■ Work order:
Pull out each line of the data below in which the word "with" appears. The match is case-sensitive.
___ Material shown
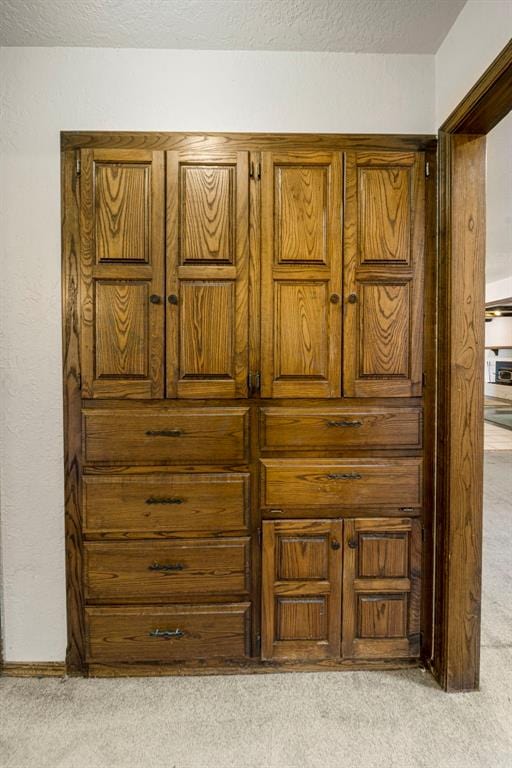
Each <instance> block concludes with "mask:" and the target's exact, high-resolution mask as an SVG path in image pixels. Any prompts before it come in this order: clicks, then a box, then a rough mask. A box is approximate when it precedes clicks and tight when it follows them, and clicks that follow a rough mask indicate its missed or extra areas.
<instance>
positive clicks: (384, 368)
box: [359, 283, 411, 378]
______
___ Material shown
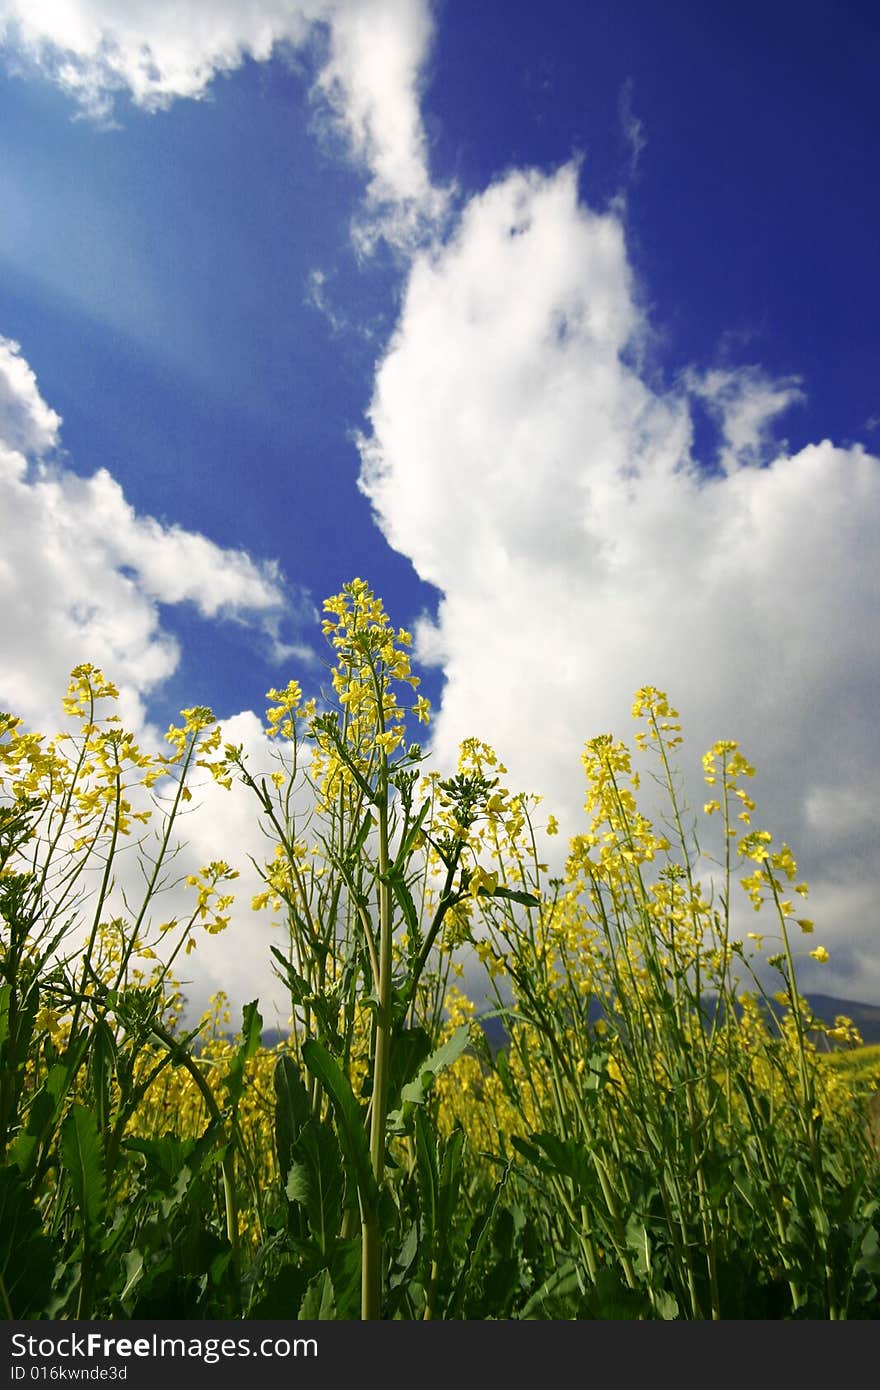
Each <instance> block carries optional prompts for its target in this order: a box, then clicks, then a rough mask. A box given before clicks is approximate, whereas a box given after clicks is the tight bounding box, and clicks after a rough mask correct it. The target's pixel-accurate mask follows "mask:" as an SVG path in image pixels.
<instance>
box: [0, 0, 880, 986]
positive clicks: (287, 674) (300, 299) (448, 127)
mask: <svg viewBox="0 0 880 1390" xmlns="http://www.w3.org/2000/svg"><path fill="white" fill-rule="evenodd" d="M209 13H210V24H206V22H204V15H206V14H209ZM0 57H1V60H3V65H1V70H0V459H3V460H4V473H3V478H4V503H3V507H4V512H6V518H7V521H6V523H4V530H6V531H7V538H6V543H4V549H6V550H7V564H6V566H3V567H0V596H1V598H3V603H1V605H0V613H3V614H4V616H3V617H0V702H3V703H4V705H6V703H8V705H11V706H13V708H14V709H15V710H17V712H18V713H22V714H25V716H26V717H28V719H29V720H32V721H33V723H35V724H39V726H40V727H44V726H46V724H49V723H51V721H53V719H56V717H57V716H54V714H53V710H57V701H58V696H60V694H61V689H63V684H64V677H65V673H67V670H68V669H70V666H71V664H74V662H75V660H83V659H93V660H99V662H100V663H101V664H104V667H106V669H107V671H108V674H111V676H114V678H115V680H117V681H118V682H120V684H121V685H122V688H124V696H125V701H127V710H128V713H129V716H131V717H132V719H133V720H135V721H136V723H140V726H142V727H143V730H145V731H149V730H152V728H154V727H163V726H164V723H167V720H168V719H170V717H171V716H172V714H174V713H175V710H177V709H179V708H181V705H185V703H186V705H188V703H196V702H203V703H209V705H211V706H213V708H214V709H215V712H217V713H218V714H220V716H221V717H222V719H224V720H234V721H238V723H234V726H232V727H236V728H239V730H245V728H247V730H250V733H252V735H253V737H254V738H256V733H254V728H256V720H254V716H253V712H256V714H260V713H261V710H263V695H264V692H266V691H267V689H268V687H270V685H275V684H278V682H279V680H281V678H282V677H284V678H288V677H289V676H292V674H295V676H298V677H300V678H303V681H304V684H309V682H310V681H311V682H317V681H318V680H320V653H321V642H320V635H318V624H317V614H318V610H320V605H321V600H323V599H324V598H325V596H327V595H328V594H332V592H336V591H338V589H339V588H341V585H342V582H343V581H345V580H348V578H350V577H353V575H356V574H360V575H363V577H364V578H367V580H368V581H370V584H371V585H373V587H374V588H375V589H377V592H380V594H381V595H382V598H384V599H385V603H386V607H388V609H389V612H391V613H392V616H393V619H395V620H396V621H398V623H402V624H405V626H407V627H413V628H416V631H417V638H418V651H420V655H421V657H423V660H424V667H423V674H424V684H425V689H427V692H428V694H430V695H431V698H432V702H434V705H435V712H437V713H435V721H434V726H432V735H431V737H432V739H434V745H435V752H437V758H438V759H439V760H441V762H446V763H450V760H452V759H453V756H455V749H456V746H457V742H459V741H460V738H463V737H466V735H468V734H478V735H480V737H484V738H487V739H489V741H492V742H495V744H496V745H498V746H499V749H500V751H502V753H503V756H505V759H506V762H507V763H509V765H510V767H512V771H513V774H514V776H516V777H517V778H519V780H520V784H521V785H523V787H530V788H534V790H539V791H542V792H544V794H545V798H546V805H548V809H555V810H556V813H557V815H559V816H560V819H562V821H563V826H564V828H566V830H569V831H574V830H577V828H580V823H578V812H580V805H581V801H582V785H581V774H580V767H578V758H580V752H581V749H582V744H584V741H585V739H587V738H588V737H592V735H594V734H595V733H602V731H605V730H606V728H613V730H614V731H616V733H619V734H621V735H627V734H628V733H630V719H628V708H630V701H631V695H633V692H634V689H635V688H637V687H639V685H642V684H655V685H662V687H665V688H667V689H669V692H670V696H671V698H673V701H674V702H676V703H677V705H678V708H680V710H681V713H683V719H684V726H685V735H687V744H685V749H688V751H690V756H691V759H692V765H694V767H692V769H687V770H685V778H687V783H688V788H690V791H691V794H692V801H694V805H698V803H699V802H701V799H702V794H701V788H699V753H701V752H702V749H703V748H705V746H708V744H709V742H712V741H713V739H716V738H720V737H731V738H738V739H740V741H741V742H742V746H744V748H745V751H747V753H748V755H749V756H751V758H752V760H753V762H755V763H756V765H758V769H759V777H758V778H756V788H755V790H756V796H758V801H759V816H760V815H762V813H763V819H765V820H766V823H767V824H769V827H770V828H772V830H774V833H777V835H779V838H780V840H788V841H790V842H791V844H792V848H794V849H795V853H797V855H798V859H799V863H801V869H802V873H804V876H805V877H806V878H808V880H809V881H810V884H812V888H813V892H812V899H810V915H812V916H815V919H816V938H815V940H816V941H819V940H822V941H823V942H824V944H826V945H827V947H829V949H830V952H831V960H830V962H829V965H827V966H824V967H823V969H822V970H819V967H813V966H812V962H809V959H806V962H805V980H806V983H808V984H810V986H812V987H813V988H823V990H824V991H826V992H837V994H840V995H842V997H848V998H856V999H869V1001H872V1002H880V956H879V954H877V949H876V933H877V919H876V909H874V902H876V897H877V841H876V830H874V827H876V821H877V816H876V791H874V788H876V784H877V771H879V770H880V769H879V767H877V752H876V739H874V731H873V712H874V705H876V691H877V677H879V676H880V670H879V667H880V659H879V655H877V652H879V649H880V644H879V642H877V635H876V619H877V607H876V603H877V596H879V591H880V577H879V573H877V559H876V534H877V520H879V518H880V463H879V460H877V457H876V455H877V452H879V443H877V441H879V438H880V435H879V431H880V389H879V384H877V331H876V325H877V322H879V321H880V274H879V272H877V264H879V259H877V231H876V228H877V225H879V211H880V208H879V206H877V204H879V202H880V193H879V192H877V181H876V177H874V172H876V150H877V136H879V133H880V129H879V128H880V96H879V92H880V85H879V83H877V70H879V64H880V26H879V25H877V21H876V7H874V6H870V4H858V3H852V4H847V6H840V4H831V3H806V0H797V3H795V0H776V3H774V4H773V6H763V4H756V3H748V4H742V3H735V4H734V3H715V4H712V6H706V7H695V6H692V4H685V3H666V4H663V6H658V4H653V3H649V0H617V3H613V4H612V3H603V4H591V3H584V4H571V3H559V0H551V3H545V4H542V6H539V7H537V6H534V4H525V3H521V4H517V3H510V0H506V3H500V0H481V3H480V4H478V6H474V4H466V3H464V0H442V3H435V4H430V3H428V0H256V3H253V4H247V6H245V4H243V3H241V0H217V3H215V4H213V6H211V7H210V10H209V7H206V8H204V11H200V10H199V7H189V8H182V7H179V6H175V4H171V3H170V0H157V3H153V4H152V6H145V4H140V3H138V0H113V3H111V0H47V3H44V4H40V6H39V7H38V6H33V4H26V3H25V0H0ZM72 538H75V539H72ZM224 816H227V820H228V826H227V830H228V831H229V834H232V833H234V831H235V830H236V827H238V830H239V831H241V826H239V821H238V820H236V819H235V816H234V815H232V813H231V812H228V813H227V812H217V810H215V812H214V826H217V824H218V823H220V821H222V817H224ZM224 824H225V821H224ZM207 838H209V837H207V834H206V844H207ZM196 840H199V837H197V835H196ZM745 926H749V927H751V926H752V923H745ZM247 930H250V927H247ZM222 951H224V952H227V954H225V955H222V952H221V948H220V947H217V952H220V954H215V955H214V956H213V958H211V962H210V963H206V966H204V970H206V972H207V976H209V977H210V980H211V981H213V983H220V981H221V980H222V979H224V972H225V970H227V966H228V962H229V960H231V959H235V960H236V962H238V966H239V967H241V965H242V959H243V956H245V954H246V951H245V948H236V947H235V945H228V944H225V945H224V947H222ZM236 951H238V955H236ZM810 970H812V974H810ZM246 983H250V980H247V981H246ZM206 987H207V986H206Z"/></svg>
______
___ Material shown
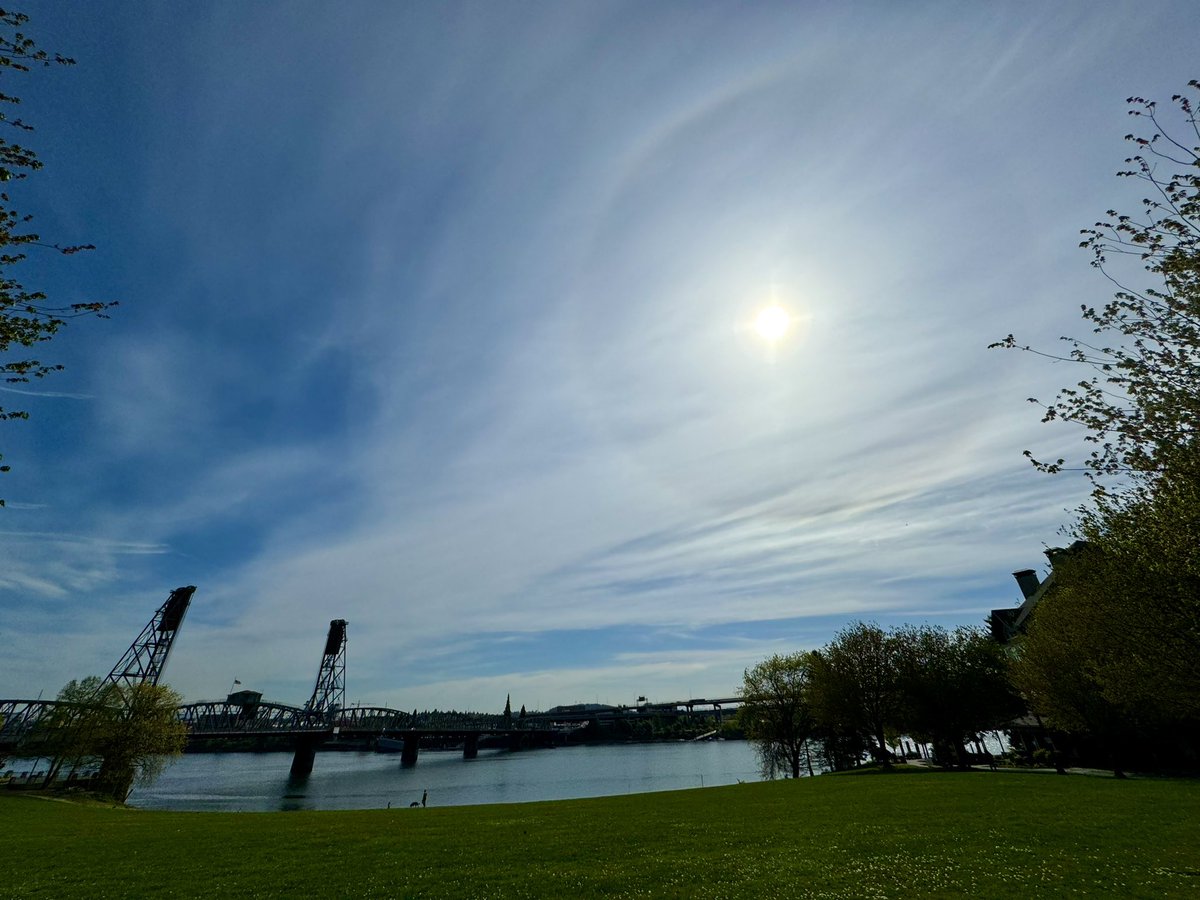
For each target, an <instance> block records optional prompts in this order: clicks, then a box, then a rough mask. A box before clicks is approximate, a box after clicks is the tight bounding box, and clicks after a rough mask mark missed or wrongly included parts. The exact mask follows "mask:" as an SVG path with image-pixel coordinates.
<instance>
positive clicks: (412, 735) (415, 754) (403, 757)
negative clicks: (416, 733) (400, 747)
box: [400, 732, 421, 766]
______
■ Solution to the problem:
Each <instance> block concludes with "mask:" and the target's exact, high-resolution mask as an SVG path in image pixels. Any prompts before it come in this order: clicks, then a box, then a rough mask. A box is approximate when it precedes clicks and tight when it follows them, and clicks that follow a rough mask indicate its missed or extra areas.
For each target, an <instance> block records optional prompts in this order: clicks, then a box, then a rough mask. A box before clicks is approximate, a box after clicks is the tight bounding box, and clicks after a rough mask mark missed or wrongly included parts. The exact mask follows "mask:" as an SVG path with image-pixel coordinates.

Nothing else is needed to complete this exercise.